• **What to do**
Produce an exact copy of the lines below, starting at the first and ending with the line containing "of the swimming".
Dataset excerpts Block Start
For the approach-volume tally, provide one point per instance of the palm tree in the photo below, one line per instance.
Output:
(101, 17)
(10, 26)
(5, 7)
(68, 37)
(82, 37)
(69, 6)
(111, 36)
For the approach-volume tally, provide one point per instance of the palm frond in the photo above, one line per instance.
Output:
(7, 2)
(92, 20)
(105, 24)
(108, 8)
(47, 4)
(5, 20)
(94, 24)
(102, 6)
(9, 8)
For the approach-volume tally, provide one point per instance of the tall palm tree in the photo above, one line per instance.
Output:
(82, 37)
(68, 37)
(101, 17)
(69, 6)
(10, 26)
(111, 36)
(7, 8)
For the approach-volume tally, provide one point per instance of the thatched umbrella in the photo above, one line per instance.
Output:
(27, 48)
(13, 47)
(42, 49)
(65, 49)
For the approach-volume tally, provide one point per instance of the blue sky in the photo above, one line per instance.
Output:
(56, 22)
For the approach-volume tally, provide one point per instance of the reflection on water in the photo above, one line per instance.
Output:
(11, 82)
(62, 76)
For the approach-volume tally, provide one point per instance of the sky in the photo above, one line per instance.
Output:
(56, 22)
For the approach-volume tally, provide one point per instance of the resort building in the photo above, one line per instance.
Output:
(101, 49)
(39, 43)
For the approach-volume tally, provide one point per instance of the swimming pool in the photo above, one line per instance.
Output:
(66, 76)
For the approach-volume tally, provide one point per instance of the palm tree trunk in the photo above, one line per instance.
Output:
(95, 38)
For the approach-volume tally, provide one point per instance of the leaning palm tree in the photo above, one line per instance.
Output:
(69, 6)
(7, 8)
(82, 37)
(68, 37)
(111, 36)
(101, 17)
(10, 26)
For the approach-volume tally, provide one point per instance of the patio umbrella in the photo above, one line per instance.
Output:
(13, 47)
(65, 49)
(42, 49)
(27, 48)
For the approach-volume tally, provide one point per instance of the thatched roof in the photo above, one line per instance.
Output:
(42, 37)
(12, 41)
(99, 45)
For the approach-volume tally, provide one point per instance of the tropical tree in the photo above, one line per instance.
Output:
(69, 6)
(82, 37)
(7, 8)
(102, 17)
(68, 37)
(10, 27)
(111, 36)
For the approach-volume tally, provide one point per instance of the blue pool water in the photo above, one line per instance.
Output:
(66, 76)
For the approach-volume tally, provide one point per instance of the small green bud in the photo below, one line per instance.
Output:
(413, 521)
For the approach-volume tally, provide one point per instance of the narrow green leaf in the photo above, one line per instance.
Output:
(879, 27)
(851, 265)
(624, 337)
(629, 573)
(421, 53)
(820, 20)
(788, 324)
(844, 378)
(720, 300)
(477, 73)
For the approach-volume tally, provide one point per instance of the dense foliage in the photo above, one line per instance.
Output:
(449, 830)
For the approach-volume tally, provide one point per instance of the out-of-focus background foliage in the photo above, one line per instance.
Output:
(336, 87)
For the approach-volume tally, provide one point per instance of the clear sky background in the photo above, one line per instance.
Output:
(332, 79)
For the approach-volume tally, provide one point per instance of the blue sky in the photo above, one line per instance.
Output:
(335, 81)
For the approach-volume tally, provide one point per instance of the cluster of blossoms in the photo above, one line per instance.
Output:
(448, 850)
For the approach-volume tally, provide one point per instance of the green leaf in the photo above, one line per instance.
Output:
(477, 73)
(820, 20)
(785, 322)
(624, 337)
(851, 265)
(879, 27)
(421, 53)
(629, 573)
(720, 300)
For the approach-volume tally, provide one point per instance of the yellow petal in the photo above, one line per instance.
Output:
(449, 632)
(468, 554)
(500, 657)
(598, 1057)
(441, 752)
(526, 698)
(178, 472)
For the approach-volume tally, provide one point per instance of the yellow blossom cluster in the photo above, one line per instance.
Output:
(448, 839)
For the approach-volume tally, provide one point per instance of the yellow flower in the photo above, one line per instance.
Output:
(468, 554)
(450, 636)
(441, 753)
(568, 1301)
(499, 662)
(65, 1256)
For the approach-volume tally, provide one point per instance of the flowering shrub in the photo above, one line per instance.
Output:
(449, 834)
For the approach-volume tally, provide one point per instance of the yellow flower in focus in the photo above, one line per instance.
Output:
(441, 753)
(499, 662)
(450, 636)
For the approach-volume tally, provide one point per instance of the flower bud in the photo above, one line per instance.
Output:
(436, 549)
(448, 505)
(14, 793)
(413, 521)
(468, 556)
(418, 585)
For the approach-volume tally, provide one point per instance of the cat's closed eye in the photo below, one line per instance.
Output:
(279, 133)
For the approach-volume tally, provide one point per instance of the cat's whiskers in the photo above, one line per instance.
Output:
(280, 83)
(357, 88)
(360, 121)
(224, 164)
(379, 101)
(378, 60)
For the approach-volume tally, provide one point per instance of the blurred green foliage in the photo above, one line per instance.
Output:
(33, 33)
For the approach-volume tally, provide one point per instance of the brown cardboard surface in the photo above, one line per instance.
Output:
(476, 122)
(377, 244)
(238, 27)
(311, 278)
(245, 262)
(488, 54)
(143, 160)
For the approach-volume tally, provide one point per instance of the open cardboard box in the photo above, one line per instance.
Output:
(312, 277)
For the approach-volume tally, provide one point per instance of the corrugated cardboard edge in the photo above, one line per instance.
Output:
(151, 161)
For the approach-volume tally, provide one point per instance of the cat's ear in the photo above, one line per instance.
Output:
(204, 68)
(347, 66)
Dataset excerpts Block End
• **Answer for the task**
For the approach-volume tally, provide one point per instance of the palm tree in the photo below, one line per instance.
Output:
(101, 17)
(10, 26)
(5, 7)
(68, 37)
(82, 37)
(69, 6)
(111, 36)
For the approach-volume tally, provide one point per instance of the palm frond in the photo above, one line per instance.
Output:
(7, 2)
(92, 20)
(105, 24)
(108, 8)
(47, 4)
(5, 20)
(94, 24)
(102, 6)
(9, 8)
For the approach-volume tally, provide one point per instance of the tall palm tree in the photo above, one line per instance.
Output:
(82, 37)
(68, 37)
(101, 17)
(69, 6)
(10, 26)
(111, 36)
(7, 8)
For the approach-volume tally, provide one point per instance of the thatched umbrella in the photo above, one line per instance.
Output:
(27, 48)
(13, 47)
(42, 49)
(65, 49)
For the approach-volume tally, provide one point per instance of the blue sky in the photo above, one line per instance.
Output:
(56, 22)
For the approach-volume tally, provide one point per instance of the reflection on water in the photo above, one line per instance.
Output:
(11, 82)
(62, 76)
For the approach-volume tally, provide one point per instance of the sky in the photo above, one line per instance.
Output:
(56, 22)
For the approach-volume tally, provide one point per instance of the resort building in the photo above, one line per instance.
Output:
(101, 49)
(39, 43)
For the approach-volume tally, provide one point per instance of the swimming pool in the photo above, one line per instance.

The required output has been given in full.